- What is expected -
Could you copy the passage of the trig help thread below, starting at "i need a step" and ending at "the problem then?", word for word?

━━ Document segment

Question

Someone please help me with trig

Answer 1

\[\frac{ cosx }{ 1+sinx } + \frac{ 1+sinx }{ cosx } = 2secx\]

Answer 2

add

Answer 3

i need a step by step process

Answer 4

\[\frac{a}{1+b}+\frac{1+b}{a}=\frac{a^2+(1+b)^2}{a(1+b)}\] it has nothing to do with trig as a first step, it is how you add fractions

Answer 5

ok and then how do i do the problem then?

Answer 6

replace \(a\) by \(\cos(x)\) and \(b\) by \(\sin(x)\)

━━━━
━━ Source excerpt

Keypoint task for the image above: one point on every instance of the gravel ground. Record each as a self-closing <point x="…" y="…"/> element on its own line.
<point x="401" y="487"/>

━━━━

- Full answer -
i need a step by step process

Answer 4

\[\frac{a}{1+b}+\frac{1+b}{a}=\frac{a^2+(1+b)^2}{a(1+b)}\] it has nothing to do with trig as a first step, it is how you add fractions

Answer 5

ok and then how do i do the problem then?